■ GIVEN INFORMATION
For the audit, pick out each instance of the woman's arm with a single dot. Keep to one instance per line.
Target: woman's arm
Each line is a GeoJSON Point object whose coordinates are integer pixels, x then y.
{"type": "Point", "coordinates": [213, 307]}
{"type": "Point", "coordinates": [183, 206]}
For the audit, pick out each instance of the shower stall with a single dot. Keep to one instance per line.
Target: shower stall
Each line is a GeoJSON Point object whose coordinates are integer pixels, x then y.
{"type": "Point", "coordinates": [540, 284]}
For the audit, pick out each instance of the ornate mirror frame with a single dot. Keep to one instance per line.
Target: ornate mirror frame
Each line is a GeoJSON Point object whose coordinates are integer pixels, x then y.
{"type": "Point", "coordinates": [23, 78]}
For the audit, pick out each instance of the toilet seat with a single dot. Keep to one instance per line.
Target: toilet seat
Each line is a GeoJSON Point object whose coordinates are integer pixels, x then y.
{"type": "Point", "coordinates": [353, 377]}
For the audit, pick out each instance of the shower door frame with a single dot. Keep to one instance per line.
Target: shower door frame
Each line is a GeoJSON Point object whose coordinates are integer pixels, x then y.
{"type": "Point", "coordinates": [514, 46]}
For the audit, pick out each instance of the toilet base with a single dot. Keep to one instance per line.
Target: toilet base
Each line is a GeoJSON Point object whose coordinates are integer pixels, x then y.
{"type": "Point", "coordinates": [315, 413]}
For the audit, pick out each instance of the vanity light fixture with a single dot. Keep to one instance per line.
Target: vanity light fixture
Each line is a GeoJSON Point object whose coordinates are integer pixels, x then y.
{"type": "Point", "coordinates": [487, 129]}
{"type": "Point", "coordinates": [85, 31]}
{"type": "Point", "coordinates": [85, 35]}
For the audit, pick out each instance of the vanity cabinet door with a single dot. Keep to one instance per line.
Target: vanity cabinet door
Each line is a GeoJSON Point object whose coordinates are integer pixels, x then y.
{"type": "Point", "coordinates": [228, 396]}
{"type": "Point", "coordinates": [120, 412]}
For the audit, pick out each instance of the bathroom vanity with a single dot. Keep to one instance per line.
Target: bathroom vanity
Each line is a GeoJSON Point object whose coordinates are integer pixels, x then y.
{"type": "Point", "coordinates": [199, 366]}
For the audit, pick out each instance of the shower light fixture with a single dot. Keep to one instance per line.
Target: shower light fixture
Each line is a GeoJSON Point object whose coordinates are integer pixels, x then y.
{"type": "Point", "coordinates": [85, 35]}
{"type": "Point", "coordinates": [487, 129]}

■ EXERCISE PROMPT
Your task is to extract the lines running from the one with "For the audit, pick out each instance of the bathroom" to the end of the material, inclusive, copying each exactly and adding nothing.

■ TASK ANSWER
For the audit, pick out each instance of the bathroom vanity with a single dot. Keep to one instance per line.
Target: bathroom vanity
Each line is a GeoJSON Point object whose coordinates are integer pixels, x then y.
{"type": "Point", "coordinates": [199, 366]}
For the audit, pick out each instance of the shower light fixture with a single dot. Keep to one instance per line.
Target: shower light fixture
Each line is a GeoJSON Point object whose coordinates are integer pixels, x then y.
{"type": "Point", "coordinates": [85, 35]}
{"type": "Point", "coordinates": [487, 129]}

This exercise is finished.